=== What you need to do ===
Examine each line of the data. Copy the line if it includes the word "catcher".

=== Data shown ===
-=-=-
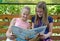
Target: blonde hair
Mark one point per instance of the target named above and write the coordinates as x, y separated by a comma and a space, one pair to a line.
26, 7
45, 16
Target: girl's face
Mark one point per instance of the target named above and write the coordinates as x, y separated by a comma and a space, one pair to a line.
39, 12
25, 14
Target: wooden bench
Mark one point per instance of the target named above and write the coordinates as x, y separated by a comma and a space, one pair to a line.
9, 17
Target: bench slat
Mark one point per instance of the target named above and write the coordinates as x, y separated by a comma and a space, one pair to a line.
12, 16
52, 37
54, 30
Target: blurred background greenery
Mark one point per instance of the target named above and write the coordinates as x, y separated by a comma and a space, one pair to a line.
53, 7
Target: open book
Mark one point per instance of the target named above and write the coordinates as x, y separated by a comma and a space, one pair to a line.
31, 33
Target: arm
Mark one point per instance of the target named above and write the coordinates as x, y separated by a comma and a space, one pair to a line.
9, 32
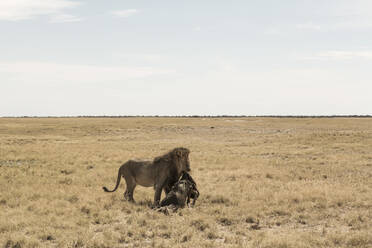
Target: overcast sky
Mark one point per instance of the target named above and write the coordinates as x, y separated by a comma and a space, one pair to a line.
122, 57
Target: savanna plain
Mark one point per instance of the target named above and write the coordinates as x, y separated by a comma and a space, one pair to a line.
263, 182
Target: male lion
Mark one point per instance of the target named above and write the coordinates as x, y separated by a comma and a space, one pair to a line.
161, 172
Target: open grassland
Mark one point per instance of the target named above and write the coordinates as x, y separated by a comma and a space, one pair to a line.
263, 182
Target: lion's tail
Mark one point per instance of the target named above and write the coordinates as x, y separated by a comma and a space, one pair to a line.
117, 183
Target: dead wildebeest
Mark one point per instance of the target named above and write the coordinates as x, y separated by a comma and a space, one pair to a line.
180, 194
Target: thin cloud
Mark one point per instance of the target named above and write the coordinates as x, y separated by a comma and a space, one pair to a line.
124, 13
33, 71
18, 10
62, 18
309, 26
340, 55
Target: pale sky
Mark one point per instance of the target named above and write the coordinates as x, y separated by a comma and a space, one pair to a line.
210, 57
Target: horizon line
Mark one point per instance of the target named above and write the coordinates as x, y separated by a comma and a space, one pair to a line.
190, 116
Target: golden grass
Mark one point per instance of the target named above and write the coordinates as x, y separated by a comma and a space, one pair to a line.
263, 182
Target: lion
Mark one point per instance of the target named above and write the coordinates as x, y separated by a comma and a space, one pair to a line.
162, 171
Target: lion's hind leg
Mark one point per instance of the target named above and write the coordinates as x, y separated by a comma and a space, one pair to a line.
131, 185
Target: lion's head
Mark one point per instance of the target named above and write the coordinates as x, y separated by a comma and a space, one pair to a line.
181, 158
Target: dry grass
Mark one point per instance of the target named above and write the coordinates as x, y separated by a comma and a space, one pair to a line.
263, 183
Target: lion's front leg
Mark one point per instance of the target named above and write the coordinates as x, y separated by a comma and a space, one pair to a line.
158, 190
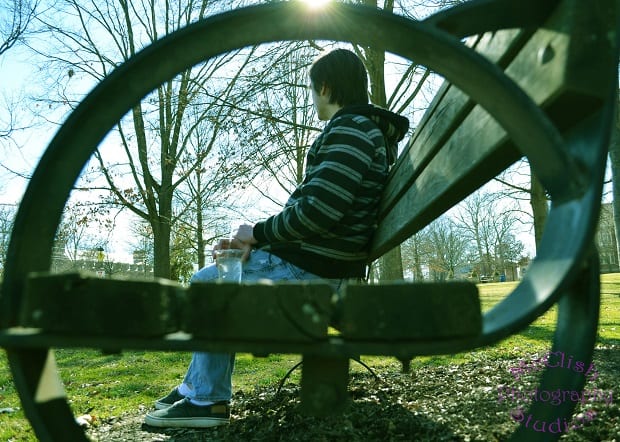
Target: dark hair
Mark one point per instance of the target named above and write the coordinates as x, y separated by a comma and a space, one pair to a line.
344, 74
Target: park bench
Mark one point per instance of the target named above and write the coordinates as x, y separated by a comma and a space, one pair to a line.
538, 81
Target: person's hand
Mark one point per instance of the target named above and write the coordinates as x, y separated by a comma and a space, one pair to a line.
245, 234
244, 240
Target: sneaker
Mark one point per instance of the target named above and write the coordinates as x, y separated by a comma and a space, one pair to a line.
184, 414
167, 401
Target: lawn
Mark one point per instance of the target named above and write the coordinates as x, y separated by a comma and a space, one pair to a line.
111, 386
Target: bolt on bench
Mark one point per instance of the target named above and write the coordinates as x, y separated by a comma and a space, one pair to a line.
539, 81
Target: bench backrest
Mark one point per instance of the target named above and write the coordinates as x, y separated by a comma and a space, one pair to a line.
458, 146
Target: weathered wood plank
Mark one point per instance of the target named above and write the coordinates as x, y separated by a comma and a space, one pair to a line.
298, 312
80, 304
404, 311
448, 158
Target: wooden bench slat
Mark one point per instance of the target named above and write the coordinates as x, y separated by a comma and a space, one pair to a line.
298, 312
80, 304
410, 311
551, 69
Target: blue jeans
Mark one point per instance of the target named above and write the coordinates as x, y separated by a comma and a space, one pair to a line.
209, 376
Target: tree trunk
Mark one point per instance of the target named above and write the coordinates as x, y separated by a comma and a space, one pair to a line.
614, 160
540, 209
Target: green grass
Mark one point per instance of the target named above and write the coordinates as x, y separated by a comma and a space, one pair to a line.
110, 385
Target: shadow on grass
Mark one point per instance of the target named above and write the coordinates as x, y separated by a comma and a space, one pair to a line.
277, 417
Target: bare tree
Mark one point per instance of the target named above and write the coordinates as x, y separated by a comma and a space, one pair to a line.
16, 17
488, 222
144, 173
447, 249
614, 164
7, 215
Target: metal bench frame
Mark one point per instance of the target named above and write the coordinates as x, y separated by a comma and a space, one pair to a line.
567, 157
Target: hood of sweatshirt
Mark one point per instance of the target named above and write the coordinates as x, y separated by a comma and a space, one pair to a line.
393, 126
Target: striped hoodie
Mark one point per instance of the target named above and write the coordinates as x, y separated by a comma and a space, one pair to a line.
327, 223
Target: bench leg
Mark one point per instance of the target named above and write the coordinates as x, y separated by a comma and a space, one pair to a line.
575, 337
324, 382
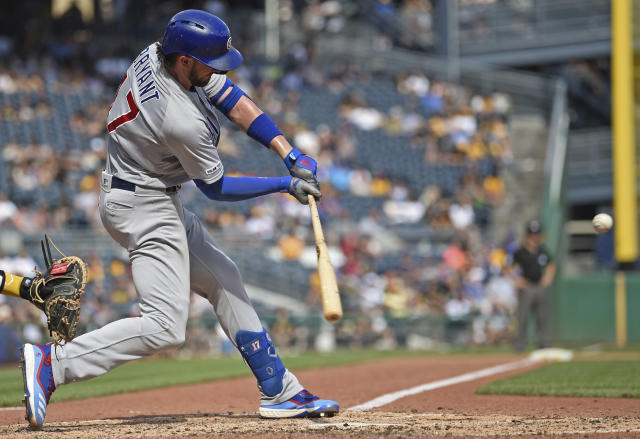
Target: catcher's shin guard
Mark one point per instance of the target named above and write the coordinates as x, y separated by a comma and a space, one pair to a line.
258, 351
38, 382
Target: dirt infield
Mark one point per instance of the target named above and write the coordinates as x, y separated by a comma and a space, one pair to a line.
227, 408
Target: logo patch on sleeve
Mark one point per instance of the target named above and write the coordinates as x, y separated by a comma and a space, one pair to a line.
214, 170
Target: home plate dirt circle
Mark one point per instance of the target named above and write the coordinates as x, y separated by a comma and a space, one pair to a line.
349, 424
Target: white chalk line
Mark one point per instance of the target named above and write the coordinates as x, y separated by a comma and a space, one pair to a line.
471, 376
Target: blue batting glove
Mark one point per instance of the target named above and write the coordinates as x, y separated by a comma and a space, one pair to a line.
301, 166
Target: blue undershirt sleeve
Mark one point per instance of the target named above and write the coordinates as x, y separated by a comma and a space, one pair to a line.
243, 188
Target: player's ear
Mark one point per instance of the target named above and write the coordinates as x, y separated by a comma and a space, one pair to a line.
185, 60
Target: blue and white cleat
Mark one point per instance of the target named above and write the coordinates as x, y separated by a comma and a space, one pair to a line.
38, 382
302, 405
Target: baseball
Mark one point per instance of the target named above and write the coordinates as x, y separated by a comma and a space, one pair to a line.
602, 222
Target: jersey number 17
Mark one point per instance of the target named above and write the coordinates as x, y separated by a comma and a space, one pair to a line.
129, 116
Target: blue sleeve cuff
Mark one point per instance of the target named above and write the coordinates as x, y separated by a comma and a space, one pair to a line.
263, 129
243, 188
230, 100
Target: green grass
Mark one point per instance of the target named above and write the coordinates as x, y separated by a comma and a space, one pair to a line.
576, 378
162, 372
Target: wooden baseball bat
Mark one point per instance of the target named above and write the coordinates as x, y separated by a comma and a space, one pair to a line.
331, 305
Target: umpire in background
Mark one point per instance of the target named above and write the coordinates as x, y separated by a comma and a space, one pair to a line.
533, 273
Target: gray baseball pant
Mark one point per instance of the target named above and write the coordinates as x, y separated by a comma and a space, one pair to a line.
171, 253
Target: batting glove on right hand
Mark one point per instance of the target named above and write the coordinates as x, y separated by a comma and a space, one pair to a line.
302, 189
301, 165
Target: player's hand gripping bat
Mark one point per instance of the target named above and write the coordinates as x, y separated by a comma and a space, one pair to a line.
331, 305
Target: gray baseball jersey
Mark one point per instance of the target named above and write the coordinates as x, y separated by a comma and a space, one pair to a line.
156, 137
161, 135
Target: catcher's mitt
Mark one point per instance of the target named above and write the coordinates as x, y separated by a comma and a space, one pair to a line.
58, 291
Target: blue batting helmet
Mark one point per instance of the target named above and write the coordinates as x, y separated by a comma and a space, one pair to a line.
202, 36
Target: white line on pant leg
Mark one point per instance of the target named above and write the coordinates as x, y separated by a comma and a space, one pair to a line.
390, 397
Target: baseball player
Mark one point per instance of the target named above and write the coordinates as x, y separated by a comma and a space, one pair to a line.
162, 132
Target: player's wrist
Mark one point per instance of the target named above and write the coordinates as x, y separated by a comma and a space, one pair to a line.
285, 183
291, 157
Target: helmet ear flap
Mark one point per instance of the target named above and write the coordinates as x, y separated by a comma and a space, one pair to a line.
202, 36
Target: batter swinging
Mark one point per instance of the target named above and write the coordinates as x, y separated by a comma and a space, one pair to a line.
163, 131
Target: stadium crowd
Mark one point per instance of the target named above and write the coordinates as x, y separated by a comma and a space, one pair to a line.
406, 250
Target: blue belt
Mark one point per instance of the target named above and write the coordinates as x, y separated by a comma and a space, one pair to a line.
117, 183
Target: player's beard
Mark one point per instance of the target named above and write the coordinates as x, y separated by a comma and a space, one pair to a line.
195, 81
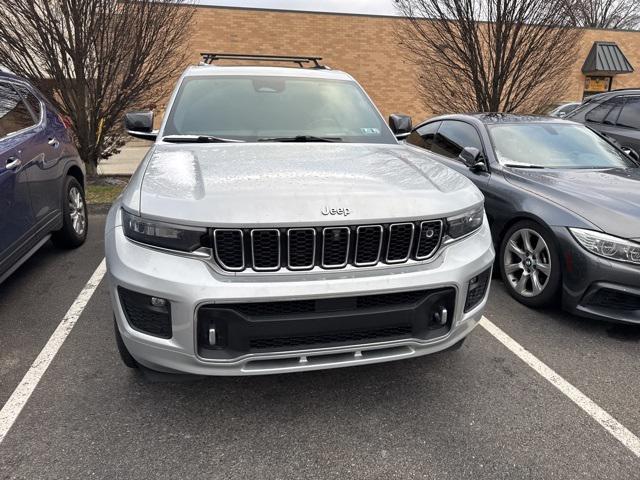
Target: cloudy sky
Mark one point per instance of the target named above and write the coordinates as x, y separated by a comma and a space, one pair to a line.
372, 7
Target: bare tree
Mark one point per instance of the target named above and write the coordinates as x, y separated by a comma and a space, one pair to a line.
618, 14
488, 55
101, 57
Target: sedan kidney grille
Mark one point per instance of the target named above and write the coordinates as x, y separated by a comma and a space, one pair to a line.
305, 248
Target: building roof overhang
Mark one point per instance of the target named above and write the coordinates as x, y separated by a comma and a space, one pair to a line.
606, 58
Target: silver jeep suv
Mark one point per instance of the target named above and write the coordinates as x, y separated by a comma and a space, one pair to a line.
277, 225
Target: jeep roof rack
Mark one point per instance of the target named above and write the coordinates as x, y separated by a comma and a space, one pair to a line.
209, 58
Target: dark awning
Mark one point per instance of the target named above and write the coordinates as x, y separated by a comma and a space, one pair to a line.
606, 58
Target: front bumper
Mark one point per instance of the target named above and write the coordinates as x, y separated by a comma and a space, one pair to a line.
189, 283
595, 287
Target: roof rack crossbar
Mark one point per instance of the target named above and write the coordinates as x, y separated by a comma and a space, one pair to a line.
208, 58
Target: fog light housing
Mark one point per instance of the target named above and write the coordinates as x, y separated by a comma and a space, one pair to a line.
476, 290
146, 314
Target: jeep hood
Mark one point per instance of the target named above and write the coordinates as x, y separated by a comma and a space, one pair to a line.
291, 184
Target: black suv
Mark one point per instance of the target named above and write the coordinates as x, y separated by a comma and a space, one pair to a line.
615, 114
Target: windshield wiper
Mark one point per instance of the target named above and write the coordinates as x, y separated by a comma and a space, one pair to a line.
522, 165
301, 138
198, 139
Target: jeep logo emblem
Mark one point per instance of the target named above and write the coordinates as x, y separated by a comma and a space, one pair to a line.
335, 211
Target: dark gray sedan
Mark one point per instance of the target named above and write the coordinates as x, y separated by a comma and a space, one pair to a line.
563, 203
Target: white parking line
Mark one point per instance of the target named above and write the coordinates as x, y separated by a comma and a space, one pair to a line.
23, 391
610, 424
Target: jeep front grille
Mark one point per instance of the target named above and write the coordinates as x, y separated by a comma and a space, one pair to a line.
272, 249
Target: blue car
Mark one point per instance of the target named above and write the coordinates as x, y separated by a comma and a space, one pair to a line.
41, 177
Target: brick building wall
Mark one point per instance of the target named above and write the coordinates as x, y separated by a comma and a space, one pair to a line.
364, 46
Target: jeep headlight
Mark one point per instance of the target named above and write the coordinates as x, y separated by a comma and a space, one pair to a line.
465, 223
163, 235
608, 246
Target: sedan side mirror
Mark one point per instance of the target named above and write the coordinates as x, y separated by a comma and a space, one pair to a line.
472, 158
140, 125
400, 125
632, 153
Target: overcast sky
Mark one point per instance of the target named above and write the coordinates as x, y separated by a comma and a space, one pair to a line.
372, 7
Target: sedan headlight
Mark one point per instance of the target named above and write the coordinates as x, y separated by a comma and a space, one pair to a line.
163, 235
608, 246
463, 224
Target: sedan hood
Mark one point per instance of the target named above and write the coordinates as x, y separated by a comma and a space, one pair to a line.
293, 184
607, 198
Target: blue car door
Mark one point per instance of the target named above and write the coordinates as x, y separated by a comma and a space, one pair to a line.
41, 157
16, 215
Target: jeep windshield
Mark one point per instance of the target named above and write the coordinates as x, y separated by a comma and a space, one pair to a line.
275, 109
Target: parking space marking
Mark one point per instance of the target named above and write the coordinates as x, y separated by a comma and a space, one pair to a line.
23, 391
610, 424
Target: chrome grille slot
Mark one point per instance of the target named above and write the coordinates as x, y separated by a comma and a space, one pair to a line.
429, 239
265, 249
301, 248
368, 245
400, 242
229, 249
331, 247
335, 246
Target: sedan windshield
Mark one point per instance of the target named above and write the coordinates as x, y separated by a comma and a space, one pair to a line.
554, 145
275, 109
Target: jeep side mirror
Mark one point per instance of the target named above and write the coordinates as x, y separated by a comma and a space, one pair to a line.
140, 125
400, 125
632, 153
472, 158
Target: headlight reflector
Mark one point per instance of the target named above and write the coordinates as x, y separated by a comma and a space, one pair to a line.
463, 224
608, 246
163, 235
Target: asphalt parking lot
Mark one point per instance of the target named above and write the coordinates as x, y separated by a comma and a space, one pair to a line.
480, 412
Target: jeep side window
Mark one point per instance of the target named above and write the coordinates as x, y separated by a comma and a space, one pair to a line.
607, 112
453, 136
14, 114
630, 116
423, 136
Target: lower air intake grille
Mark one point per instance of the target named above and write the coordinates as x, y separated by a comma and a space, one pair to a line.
613, 299
352, 336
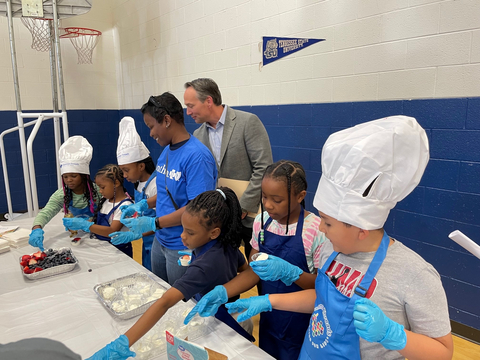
-=-=-
=== Reply ===
Target: catcher's shin guard
Target: catcher's mitt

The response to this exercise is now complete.